Outline entries for images:
= = = = =
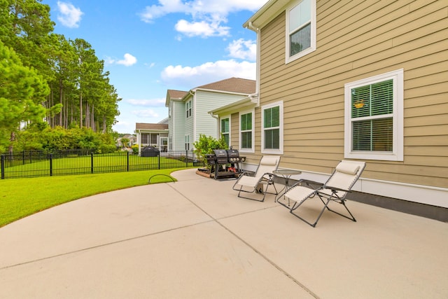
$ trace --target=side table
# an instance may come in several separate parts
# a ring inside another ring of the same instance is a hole
[[[282,177],[285,181],[285,187],[281,189],[281,191],[279,193],[279,195],[275,197],[275,201],[276,202],[279,198],[285,194],[290,189],[289,179],[292,176],[301,174],[302,172],[300,170],[294,169],[276,169],[272,172],[272,174],[278,177]]]

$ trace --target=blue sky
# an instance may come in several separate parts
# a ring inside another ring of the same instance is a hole
[[[244,23],[267,0],[43,0],[55,32],[83,39],[105,62],[120,97],[113,127],[167,116],[167,90],[230,77],[255,80],[256,36]],[[112,4],[111,4],[112,3]]]

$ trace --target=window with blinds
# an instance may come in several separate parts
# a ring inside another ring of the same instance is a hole
[[[402,161],[404,69],[344,84],[344,156]]]
[[[393,148],[393,81],[351,90],[352,151]]]
[[[241,115],[241,148],[252,148],[252,113]]]
[[[225,143],[227,146],[230,145],[230,119],[223,118],[221,119],[221,135],[224,140],[225,140]]]
[[[316,50],[316,0],[296,0],[286,8],[288,63]]]
[[[263,111],[264,148],[280,148],[280,106],[276,106]]]
[[[303,0],[289,11],[289,56],[311,47],[311,0]]]

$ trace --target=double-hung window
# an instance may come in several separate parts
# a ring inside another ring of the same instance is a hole
[[[227,146],[230,146],[230,118],[221,118],[220,132]]]
[[[191,117],[191,101],[188,101],[186,104],[186,111],[187,113],[187,118]]]
[[[185,150],[190,151],[190,135],[185,135]]]
[[[239,114],[239,150],[253,152],[253,111]]]
[[[288,63],[316,50],[316,0],[300,0],[286,9]]]
[[[262,153],[283,153],[283,102],[262,107]]]
[[[345,85],[345,158],[403,160],[403,70]]]

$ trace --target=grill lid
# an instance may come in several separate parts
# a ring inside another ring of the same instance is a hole
[[[225,150],[213,150],[216,158],[225,158],[227,159],[227,151]]]
[[[230,149],[227,150],[227,155],[229,158],[239,157],[239,153],[238,152],[238,150]]]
= = = = =
Copy all of the records above exactly, line for line, but leave the pictures out.

CORRECT RESPONSE ::
$ trace --target=side table
# an instance may come in several separate parts
# a ring inside another ring of the same instance is a hole
[[[282,177],[285,181],[285,187],[281,189],[281,191],[279,193],[279,195],[275,197],[275,201],[276,202],[279,198],[285,194],[290,189],[289,179],[292,176],[301,174],[302,172],[300,170],[294,169],[276,169],[272,172],[272,174],[278,177]]]

$ trace --target=blue sky
# an instance may come in several separate parts
# a ring inside another ring of the same instance is a hole
[[[244,23],[267,0],[43,0],[55,32],[83,39],[105,62],[120,97],[113,127],[167,116],[167,90],[230,77],[255,80],[256,36]],[[112,4],[111,4],[112,3]]]

$ trace --target=window with blinds
# an instance may come in several separate parts
# a ring inside another ring of the same instance is a hole
[[[402,161],[404,69],[344,84],[344,156]]]
[[[393,148],[393,81],[351,90],[352,151]]]
[[[241,115],[241,148],[252,148],[252,113]]]
[[[225,143],[227,146],[230,145],[230,119],[223,118],[221,119],[221,135],[224,140],[225,140]]]
[[[316,50],[316,0],[296,0],[286,8],[288,63]]]
[[[263,111],[264,148],[280,148],[280,106],[276,106]]]
[[[303,0],[289,11],[289,56],[311,47],[311,0]]]

$ trace --target=double-hung window
# an instance may come in several separate parts
# a ring inside another ring of the same instance is a hole
[[[227,146],[230,146],[230,118],[221,118],[220,132]]]
[[[191,117],[191,101],[188,101],[186,104],[186,111],[187,113],[187,118]]]
[[[185,150],[190,151],[190,135],[185,135]]]
[[[239,114],[239,150],[253,152],[253,111]]]
[[[288,63],[316,50],[316,0],[300,0],[286,9]]]
[[[262,153],[283,153],[283,102],[262,107]]]
[[[345,85],[345,158],[403,160],[403,70]]]

$ trace --target=grill lid
# an instance may come in several separate parts
# a ring inside another ring of the same instance is a hole
[[[225,150],[213,150],[216,158],[225,158],[227,159],[227,151]]]
[[[230,149],[227,150],[227,155],[229,158],[239,157],[239,153],[238,152],[238,150]]]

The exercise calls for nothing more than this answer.